■ TASK GOAL ■
Reproduce the records below exactly, but only between the lines holding "73, row 109." and "267, row 459.", inclusive.

■ GIVEN RECORDS ■
+ + +
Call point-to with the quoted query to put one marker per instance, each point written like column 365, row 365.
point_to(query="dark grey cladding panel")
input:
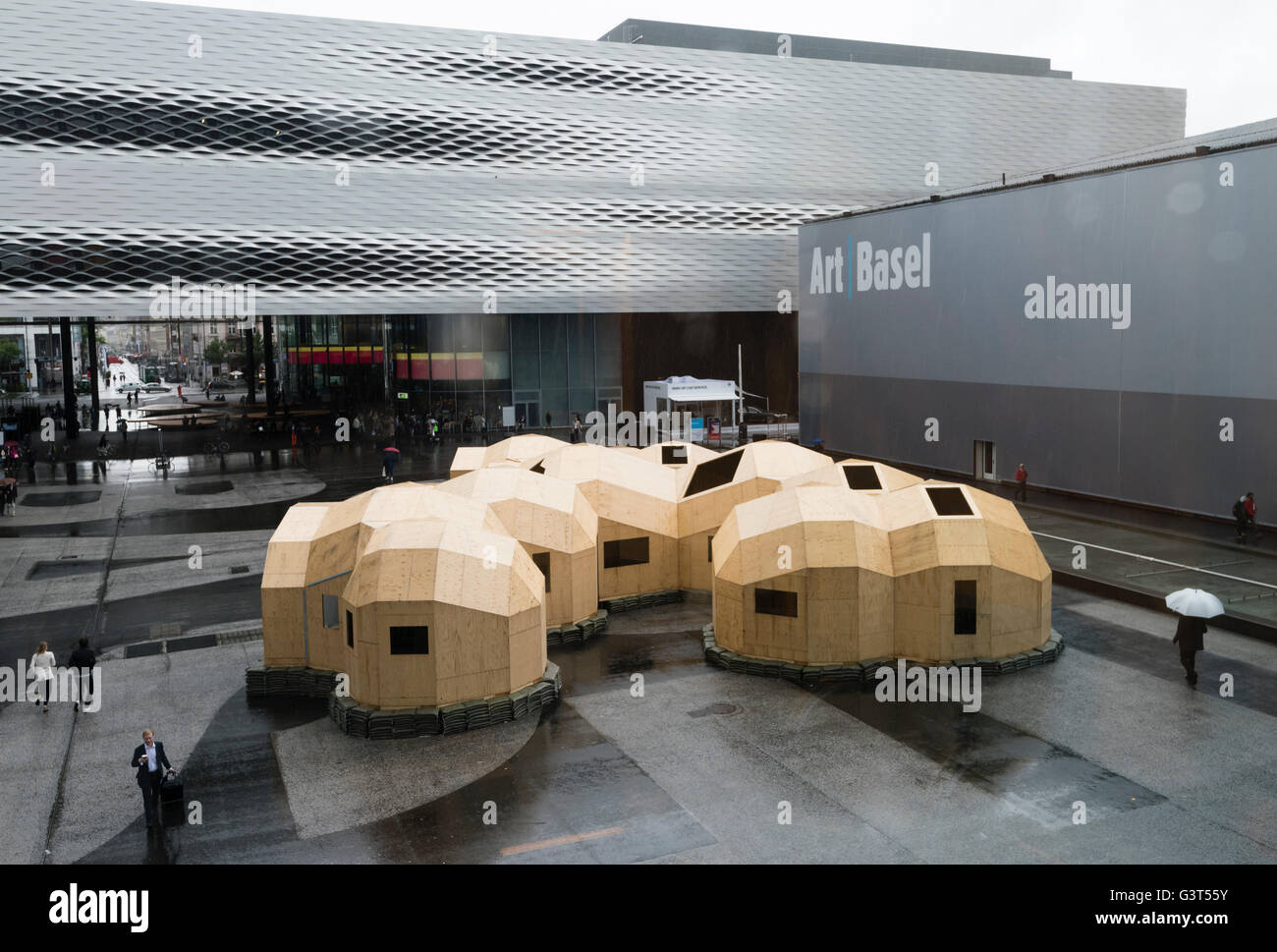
column 1156, row 449
column 1167, row 250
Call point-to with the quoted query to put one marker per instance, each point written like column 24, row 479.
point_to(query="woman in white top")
column 42, row 670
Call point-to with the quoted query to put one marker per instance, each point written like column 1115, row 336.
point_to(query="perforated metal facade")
column 476, row 162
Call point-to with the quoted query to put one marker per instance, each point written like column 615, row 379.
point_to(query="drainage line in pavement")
column 55, row 814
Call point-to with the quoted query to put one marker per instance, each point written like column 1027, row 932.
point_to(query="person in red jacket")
column 1022, row 483
column 1247, row 521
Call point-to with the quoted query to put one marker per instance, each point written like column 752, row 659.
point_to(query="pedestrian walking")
column 42, row 670
column 1244, row 511
column 151, row 760
column 83, row 661
column 1188, row 637
column 1022, row 483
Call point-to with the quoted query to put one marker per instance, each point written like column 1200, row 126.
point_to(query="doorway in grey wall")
column 986, row 460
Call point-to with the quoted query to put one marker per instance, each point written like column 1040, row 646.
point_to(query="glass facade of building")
column 455, row 365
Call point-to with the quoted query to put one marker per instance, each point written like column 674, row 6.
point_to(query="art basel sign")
column 876, row 268
column 890, row 268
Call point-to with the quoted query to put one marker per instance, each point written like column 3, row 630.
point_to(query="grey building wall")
column 1133, row 413
column 476, row 162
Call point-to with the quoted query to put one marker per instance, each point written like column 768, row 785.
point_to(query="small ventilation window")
column 949, row 501
column 965, row 607
column 543, row 562
column 620, row 552
column 862, row 476
column 769, row 600
column 713, row 473
column 410, row 639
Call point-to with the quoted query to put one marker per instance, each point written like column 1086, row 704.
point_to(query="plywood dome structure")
column 861, row 476
column 554, row 524
column 467, row 459
column 676, row 453
column 805, row 575
column 514, row 450
column 438, row 612
column 340, row 538
column 638, row 510
column 713, row 487
column 284, row 582
column 970, row 578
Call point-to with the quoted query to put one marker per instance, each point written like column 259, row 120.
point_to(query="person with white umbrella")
column 1194, row 607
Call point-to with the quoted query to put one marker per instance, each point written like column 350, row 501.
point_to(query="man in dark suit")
column 1188, row 637
column 151, row 761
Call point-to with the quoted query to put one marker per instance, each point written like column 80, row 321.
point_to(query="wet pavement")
column 697, row 767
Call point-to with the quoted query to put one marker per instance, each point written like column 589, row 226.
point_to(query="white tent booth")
column 705, row 400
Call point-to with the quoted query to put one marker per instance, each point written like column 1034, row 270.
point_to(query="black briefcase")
column 173, row 790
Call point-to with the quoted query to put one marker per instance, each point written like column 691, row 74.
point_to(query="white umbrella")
column 1194, row 602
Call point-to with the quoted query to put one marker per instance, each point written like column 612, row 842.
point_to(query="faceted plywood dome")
column 439, row 612
column 945, row 538
column 346, row 526
column 676, row 453
column 553, row 521
column 432, row 560
column 711, row 488
column 862, row 476
column 620, row 485
column 805, row 575
column 512, row 450
column 284, row 579
column 638, row 509
column 931, row 572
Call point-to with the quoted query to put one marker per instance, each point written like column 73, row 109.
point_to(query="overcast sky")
column 1221, row 52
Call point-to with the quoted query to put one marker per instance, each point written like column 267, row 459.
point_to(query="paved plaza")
column 700, row 768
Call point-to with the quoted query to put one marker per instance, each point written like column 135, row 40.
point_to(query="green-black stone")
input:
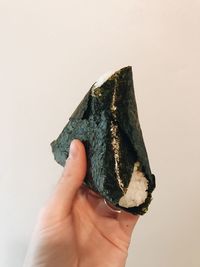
column 92, row 122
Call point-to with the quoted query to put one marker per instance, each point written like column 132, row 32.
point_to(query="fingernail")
column 73, row 151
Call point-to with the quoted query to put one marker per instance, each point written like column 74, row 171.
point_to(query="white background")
column 51, row 52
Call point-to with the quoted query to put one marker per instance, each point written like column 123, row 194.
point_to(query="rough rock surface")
column 106, row 121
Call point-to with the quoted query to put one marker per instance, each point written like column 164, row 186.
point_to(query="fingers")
column 71, row 180
column 127, row 222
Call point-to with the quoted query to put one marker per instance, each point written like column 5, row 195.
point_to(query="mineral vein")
column 115, row 140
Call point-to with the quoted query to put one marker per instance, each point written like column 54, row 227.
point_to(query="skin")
column 75, row 228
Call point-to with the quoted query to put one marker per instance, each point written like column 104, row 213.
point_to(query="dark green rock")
column 106, row 121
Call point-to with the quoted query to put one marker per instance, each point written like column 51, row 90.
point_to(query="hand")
column 76, row 228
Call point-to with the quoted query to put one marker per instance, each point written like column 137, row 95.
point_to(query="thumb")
column 70, row 181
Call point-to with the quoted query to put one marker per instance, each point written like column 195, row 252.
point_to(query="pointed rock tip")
column 108, row 75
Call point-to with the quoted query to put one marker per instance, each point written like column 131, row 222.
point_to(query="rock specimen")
column 106, row 121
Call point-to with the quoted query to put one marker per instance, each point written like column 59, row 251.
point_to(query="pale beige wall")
column 50, row 54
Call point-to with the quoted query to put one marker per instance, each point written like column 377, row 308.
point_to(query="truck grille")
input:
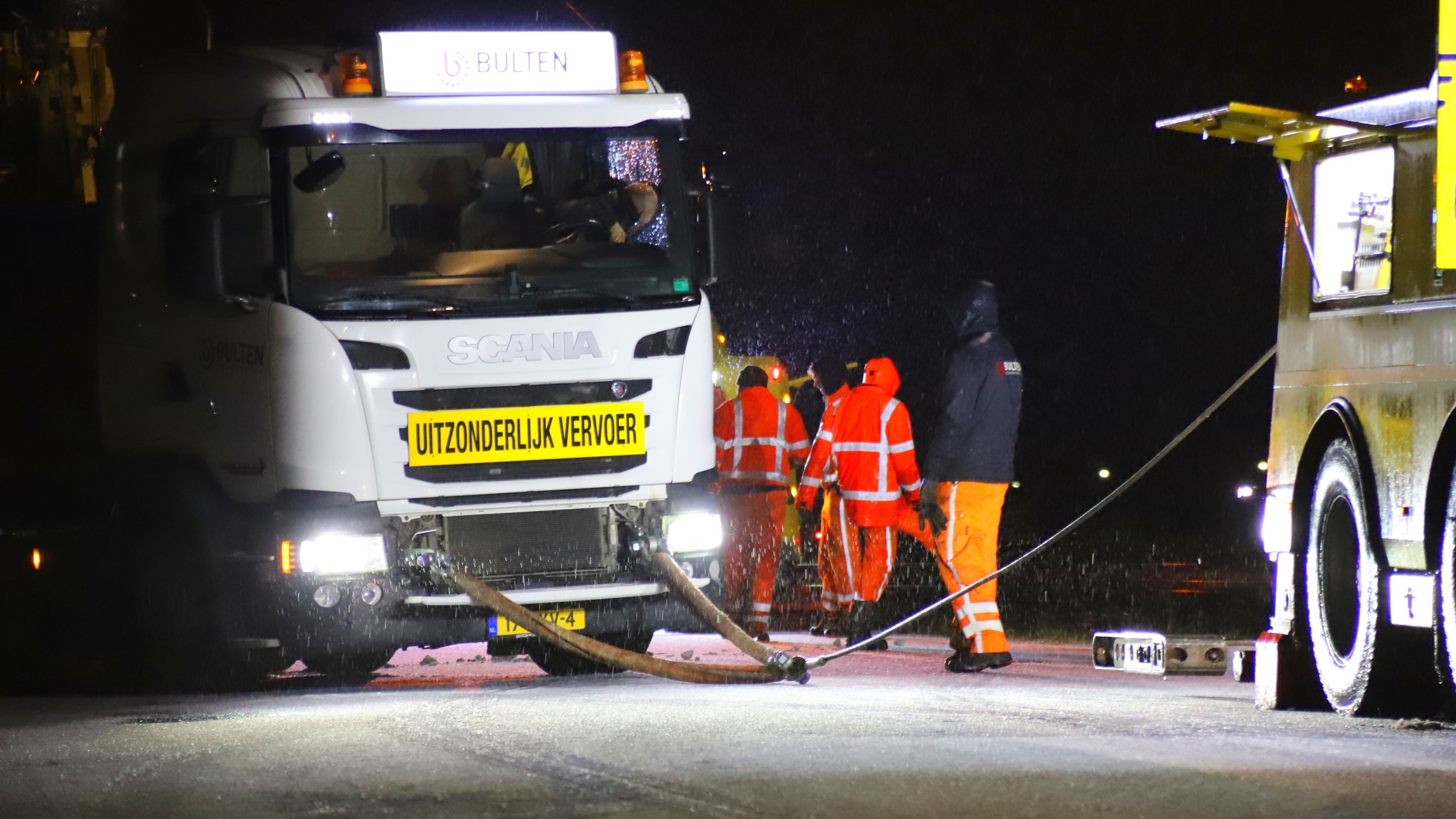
column 571, row 541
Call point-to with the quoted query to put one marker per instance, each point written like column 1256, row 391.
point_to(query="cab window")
column 1353, row 224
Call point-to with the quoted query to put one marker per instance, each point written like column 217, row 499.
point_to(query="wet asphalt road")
column 878, row 735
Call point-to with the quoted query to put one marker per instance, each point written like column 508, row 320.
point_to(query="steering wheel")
column 564, row 232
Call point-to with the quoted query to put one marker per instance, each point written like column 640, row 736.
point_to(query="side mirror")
column 220, row 247
column 321, row 172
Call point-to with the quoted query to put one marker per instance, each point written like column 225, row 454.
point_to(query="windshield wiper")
column 627, row 297
column 389, row 302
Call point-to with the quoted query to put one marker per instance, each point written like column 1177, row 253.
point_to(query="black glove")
column 929, row 511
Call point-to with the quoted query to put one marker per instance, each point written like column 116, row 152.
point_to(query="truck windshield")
column 487, row 226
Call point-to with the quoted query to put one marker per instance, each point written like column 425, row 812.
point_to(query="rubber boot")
column 966, row 660
column 862, row 623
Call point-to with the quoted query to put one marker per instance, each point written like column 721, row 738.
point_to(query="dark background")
column 888, row 154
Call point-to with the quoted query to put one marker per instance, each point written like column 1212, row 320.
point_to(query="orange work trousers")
column 967, row 553
column 871, row 554
column 835, row 564
column 752, row 532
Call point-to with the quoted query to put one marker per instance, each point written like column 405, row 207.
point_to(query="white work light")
column 342, row 554
column 693, row 532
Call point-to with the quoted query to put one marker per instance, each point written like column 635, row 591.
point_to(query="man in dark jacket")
column 967, row 471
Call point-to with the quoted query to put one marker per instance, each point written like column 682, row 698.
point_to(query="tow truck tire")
column 1446, row 591
column 351, row 667
column 558, row 662
column 1342, row 581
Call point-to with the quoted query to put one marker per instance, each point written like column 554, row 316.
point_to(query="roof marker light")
column 354, row 73
column 631, row 72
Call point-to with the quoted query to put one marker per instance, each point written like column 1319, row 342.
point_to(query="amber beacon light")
column 354, row 72
column 632, row 72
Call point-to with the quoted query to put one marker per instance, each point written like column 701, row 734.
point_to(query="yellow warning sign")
column 526, row 433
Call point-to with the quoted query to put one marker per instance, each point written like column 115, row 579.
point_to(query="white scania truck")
column 367, row 314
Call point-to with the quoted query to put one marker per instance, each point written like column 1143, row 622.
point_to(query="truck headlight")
column 342, row 554
column 693, row 532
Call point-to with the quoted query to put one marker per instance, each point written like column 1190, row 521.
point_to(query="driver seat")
column 494, row 219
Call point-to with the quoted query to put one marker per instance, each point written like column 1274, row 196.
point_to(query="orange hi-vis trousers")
column 752, row 532
column 872, row 551
column 835, row 563
column 967, row 553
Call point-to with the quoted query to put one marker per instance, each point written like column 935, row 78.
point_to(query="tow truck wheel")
column 1342, row 581
column 558, row 662
column 351, row 667
column 1446, row 591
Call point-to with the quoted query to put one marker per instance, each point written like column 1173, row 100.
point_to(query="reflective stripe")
column 861, row 446
column 950, row 538
column 890, row 561
column 737, row 433
column 854, row 494
column 884, row 441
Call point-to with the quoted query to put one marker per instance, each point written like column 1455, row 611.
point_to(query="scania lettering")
column 372, row 314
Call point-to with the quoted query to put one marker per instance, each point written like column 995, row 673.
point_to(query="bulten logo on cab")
column 497, row 349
+ + +
■ OUTPUT FOR THIS TASK ■
Call point-to with the quoted query to put one marker per instance, each point written like column 73, row 109.
point_to(query="overcast sky")
column 1221, row 52
Call point-to with the quoted query to put one marker per instance, each point written like column 267, row 459.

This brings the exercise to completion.